Each line that holds the word "feather" counts once; give the total for the records below and nothing else.

________________________________________

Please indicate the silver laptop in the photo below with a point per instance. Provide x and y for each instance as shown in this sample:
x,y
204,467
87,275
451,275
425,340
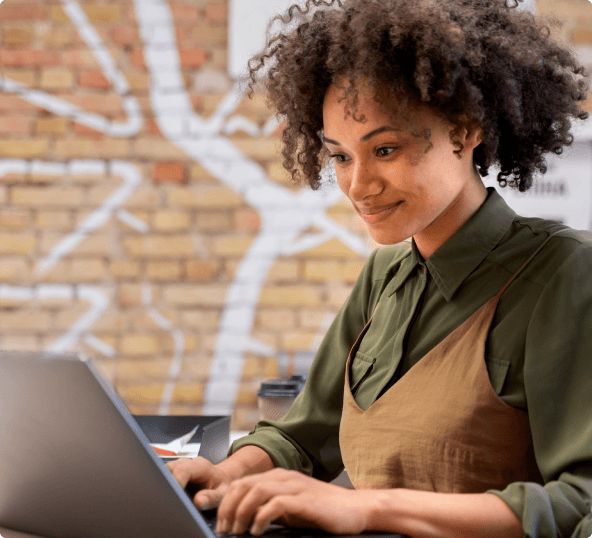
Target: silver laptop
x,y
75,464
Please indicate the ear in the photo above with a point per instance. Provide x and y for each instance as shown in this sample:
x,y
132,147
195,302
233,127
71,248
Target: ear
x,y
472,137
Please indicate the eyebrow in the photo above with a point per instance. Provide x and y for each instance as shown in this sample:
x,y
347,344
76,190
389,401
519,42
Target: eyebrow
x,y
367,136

________________________________________

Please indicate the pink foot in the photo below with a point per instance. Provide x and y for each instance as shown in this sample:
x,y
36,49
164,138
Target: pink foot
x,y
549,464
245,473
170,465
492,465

________________________________________

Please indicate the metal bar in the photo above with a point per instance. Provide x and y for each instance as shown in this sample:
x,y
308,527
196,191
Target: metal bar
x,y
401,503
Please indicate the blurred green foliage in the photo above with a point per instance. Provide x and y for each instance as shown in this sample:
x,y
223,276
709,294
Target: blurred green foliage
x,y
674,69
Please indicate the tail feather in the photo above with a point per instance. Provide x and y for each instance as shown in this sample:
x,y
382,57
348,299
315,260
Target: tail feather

________________________________________

EXERCISE SOLUTION »
2